**PROVIDED DATA**

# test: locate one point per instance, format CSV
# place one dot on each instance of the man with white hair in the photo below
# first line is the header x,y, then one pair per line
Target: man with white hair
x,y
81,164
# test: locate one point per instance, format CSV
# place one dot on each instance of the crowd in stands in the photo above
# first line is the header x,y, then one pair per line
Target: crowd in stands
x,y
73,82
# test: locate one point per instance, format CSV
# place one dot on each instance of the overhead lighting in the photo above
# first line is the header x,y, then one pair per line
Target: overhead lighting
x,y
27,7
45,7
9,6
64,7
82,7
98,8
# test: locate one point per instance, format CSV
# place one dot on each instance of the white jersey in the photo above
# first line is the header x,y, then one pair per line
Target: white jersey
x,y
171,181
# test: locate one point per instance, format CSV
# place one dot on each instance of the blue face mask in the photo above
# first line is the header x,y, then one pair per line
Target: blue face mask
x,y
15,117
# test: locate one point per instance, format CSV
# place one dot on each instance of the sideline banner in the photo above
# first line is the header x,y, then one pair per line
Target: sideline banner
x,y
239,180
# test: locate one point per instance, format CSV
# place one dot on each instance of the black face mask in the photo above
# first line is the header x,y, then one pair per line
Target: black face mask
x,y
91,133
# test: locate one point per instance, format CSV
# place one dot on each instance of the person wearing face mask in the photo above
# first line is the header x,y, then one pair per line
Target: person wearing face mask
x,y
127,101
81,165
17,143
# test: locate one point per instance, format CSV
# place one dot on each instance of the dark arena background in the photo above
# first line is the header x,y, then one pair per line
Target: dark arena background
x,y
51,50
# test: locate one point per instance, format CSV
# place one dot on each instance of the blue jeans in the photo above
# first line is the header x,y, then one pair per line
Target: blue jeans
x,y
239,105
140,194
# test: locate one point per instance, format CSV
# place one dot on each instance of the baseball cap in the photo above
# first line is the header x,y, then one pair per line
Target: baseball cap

**WRITTEN TASK**
Copy every line of the records word for word.

**SOLUTION TO THIS EXERCISE**
# test: locate one point per instance, format CSV
# place one dot on each instance of the man with white hair in the photo below
# first line is the header x,y, then one pair per line
Target: man with white hair
x,y
81,164
# test: locate one point per instance, format CSV
# place one dot on each instance of the crowd in stands in the photo above
# first line is the header x,y, then one pair per line
Target: crowd in stands
x,y
73,82
# test: locate one point per instance, format CSV
# place one dot on each instance of the overhead lighting in the photo above
# first line is the header x,y, then one pair per line
Target: overhead lighting
x,y
27,7
45,7
9,6
64,7
82,7
98,8
# test: locate one point per instance, format CSV
# place one dot on each instance of the white jersey in the photo above
# first line is the header x,y, then one pair per line
Target: white jersey
x,y
171,181
# test: locate one point per instance, format CSV
# place one dot on each instance of the blue face mask in the photo above
# first line is the header x,y, then one pair per line
Target: blue face mask
x,y
15,117
# test: locate one point per instance, format CSV
# place one dot on each instance of the sideline banner in the photo above
# first line is the header x,y, then one pair per line
Target: sideline banner
x,y
239,180
# test: locate one point per instance, format CSV
# place one dot on each instance of the black face mask in the photo above
# first line is the header x,y, then one pair per line
Target: black face mask
x,y
91,133
# test: locate one point per instance, format CSV
# place one dot on each instance of the person wearing face mask in the photo above
# first line is the header x,y, then one pair per line
Target: person wearing face mask
x,y
127,101
81,165
17,143
# test: locate one point per instance, format CSV
# place one dot on each instance of the dark arena background in the photo above
# first line is the header x,y, then one pair per line
Target: dark arena background
x,y
51,50
# test: locate one point per instance, format CSV
# place one dot on each instance of the blue jeans in the photo above
# first line is the header x,y, then one pair per line
Target: blue jeans
x,y
239,105
140,194
# test: locate one point per instance, format CSV
# place one dot on each instance of the baseball cap in the photo above
# first line is the header x,y, then one pair per line
Target: baseball cap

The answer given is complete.